_EXERCISE DATA_:
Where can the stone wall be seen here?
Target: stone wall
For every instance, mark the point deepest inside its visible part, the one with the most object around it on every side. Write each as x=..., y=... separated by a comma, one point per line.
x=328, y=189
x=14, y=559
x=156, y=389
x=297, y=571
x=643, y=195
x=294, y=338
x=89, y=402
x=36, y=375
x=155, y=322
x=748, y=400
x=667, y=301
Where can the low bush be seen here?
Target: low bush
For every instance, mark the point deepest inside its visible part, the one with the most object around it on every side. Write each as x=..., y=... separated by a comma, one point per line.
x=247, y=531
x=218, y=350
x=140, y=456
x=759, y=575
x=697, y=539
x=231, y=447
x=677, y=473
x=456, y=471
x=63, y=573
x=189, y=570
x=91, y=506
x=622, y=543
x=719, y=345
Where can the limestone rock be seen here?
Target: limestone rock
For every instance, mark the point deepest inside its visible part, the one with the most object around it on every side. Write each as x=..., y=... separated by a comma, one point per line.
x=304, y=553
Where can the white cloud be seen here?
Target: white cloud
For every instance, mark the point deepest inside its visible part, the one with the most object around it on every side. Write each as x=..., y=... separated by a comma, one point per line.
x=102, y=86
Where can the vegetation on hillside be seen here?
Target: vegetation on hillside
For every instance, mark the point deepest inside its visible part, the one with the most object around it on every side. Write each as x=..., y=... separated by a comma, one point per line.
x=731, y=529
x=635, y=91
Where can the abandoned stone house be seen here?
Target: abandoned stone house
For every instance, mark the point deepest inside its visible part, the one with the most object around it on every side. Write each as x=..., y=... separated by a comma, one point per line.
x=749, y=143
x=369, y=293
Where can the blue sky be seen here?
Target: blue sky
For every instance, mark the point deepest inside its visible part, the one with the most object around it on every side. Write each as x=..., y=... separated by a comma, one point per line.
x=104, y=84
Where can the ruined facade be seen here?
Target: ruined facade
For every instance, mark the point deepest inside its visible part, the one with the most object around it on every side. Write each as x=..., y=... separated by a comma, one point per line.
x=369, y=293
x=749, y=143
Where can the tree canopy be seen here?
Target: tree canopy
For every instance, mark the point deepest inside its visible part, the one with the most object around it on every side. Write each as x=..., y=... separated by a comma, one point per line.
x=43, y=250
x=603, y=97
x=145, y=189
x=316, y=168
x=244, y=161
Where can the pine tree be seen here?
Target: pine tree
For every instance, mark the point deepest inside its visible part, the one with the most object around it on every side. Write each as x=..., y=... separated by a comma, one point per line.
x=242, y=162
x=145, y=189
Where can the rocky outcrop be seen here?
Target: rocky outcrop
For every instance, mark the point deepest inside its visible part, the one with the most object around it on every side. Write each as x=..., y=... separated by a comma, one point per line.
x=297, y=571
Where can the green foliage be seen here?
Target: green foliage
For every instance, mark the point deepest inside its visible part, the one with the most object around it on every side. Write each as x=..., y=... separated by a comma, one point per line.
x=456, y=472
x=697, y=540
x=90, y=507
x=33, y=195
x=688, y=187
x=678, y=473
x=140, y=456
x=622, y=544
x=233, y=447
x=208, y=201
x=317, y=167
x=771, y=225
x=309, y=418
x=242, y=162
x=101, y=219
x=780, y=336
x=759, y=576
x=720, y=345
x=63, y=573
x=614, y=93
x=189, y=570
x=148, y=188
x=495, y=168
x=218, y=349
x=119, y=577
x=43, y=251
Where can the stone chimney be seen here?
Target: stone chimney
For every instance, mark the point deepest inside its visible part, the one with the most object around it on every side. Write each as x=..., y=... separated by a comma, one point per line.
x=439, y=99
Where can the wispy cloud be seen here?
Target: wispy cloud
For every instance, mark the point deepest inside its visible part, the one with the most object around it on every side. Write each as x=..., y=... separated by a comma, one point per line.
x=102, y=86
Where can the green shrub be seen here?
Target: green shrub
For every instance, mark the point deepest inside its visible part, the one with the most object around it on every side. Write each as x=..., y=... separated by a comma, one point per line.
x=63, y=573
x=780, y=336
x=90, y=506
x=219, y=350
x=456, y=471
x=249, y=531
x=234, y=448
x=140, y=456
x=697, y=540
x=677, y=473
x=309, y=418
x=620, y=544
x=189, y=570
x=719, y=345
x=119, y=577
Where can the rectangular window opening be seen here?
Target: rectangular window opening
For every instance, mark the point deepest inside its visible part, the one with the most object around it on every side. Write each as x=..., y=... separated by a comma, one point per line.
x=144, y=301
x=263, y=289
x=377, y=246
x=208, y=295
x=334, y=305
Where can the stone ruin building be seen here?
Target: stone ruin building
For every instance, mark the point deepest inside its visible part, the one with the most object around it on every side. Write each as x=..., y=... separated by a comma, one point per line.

* * *

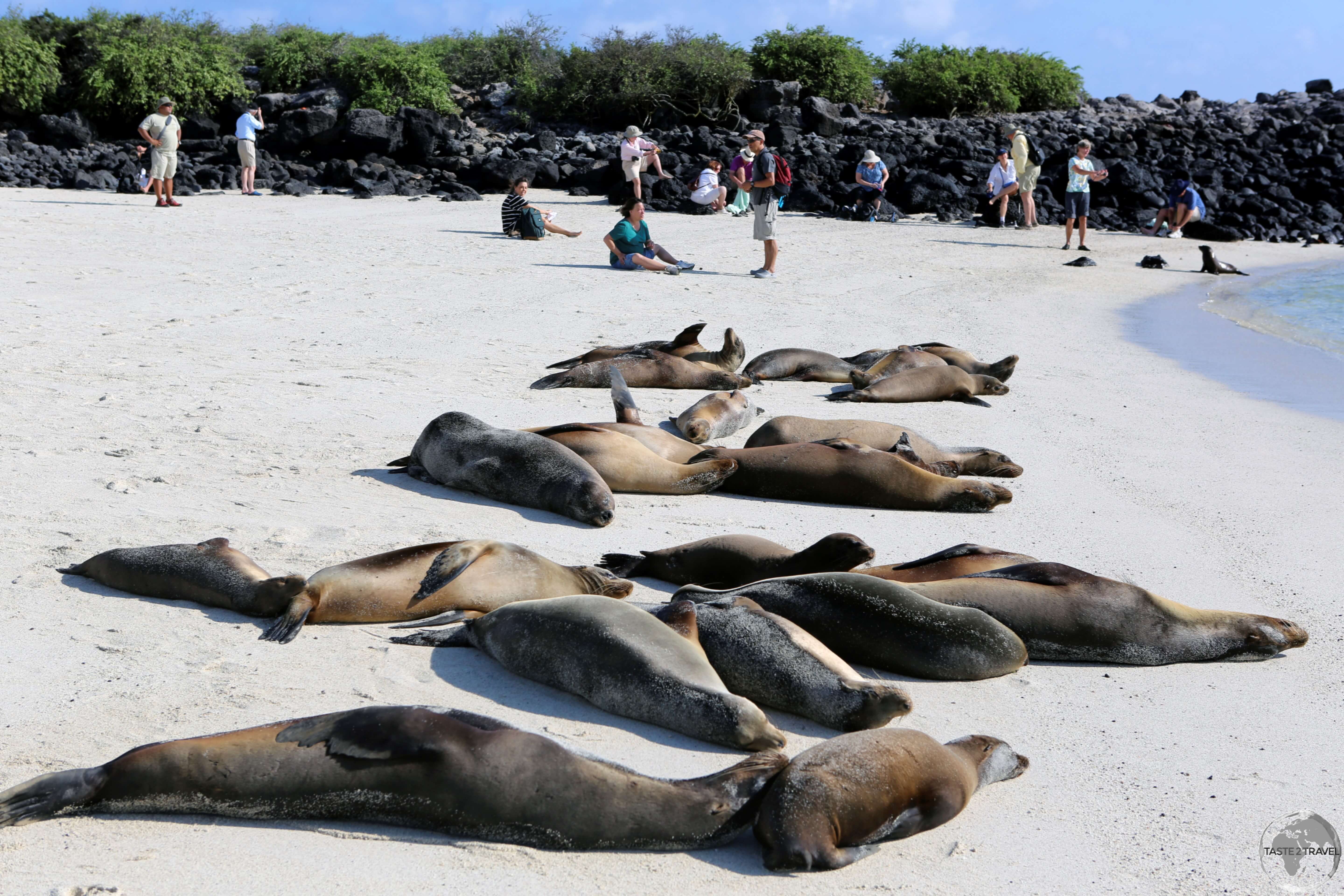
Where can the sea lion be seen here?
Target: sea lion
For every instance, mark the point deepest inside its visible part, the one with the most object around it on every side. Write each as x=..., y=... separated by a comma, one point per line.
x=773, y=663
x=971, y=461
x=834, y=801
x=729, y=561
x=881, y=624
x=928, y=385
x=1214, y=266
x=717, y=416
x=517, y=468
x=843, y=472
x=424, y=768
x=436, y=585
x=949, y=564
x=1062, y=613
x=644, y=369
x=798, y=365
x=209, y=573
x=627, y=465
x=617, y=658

_TASK STATEMENT_: Filter the records above for lines with "blue".

_RESPONSE_:
Where can the blue sky be seen here?
Target: blue sky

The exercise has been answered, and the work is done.